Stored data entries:
+ + + + +
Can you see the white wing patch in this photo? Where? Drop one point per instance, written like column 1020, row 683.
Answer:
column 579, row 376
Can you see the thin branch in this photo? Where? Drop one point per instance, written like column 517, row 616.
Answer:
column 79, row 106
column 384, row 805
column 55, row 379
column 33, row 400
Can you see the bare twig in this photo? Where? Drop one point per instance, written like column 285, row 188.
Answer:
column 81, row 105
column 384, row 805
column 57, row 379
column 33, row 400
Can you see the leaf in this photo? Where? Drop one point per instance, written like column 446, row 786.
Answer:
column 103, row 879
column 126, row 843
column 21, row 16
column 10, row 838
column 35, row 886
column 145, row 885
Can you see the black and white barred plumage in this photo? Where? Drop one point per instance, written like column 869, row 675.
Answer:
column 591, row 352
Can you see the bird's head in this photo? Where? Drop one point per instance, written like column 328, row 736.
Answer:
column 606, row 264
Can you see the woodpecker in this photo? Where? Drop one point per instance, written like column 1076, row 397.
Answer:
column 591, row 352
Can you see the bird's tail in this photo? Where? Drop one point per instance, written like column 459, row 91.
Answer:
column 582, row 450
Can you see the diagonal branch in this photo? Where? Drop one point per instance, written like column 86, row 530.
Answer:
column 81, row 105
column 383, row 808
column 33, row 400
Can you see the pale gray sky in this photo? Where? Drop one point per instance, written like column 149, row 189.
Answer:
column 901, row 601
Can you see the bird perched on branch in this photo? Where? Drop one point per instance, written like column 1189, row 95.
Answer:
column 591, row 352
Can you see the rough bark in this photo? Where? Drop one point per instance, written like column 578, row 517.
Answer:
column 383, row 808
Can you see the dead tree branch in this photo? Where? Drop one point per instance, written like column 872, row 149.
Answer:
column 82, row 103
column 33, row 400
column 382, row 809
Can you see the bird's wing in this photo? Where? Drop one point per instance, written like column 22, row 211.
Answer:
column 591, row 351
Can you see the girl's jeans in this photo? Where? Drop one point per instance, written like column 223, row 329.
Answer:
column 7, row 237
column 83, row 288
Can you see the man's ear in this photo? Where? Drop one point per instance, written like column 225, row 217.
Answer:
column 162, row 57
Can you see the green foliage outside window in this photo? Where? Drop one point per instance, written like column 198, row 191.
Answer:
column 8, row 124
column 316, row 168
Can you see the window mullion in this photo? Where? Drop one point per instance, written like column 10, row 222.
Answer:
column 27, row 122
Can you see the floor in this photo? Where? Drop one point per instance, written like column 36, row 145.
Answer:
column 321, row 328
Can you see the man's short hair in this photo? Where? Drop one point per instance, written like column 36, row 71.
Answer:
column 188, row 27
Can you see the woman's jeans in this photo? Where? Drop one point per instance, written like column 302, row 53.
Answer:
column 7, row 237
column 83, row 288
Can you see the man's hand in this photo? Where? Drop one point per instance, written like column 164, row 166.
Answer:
+ + + + +
Exercise details: Your task is to output all of the data above word for word.

Finished task:
Can you see the white wing patch in this photo? Where? Drop one point per instance, written like column 1020, row 683.
Answer:
column 579, row 376
Can you see the thin branch in this photo? Where? Drop one point per instance, written like column 517, row 616.
Answer:
column 79, row 106
column 384, row 805
column 55, row 379
column 33, row 400
Can you see the bare twig in this photo? Where? Drop one point per instance, written like column 285, row 188.
Answer:
column 81, row 105
column 384, row 805
column 57, row 379
column 33, row 400
Can you see the leaf in this photo? Where? Drop one point per instance, written like column 446, row 786.
Answer:
column 103, row 879
column 126, row 843
column 21, row 16
column 10, row 838
column 35, row 886
column 145, row 885
Can you see the black and white barred plumage in this photo? Where? Drop one point per instance, written like column 869, row 675.
Answer:
column 591, row 352
Can you see the bird's head in this photo? Where? Drop one point per instance, written like column 328, row 736.
Answer:
column 606, row 264
Can you see the woodpecker in this photo? Where? Drop one point per instance, written like column 1076, row 397.
Answer:
column 591, row 352
Can you see the bird's tail in this photo? Where? Drop one point per instance, written like column 459, row 91.
Answer:
column 582, row 450
Can you see the diagonal branch in this photo? Where? Drop one point per instance, written like column 86, row 530.
Answer:
column 81, row 105
column 383, row 808
column 33, row 400
Can you see the pale gray sky in this photo? Where? Drop one point per instance, written like column 149, row 189.
Answer:
column 901, row 601
Can you see the bird perched on branch in this photo? Where? Drop one point per instance, written like column 1189, row 95.
Answer:
column 591, row 352
Can you see the rough bark in this photo? Where? Drop one point per instance, written like column 578, row 517.
Answer:
column 383, row 808
Can you see the dead tree branch in this photo? Where? Drop one point per instance, written like column 872, row 149.
Answer:
column 82, row 103
column 33, row 400
column 382, row 809
Can you see the bird's wing in this photo? Where? Drop one point per instance, written like column 22, row 211.
Answer:
column 591, row 351
Can you see the girl's jeans in this photo? Where? Drop one point per instance, written like column 223, row 329.
Answer:
column 7, row 237
column 83, row 288
Can you see the man's ear in this photo? Where? Drop one point per instance, written like column 225, row 217.
Answer:
column 162, row 57
Can you see the green foliage outside window in this photo? Where? Drop one point per instance, written like column 198, row 191.
Answer:
column 8, row 124
column 316, row 168
Can you see the window mullion in this photo? Where? Drop one point per instance, written like column 10, row 222.
Answer:
column 27, row 122
Can you see the floor in this photo? Where? Drop one point per instance, written like column 36, row 145.
Answer:
column 321, row 328
Can you see the man's short hair in this photo? Where? Drop one point per instance, written like column 36, row 71.
Answer:
column 188, row 27
Can you see the woman's jeans in this photo? Where? Drop one point per instance, written like column 302, row 53.
Answer:
column 7, row 237
column 83, row 288
Can you see the man's hand in this photo? Where? Drop one point per instance, written like column 164, row 166.
Answer:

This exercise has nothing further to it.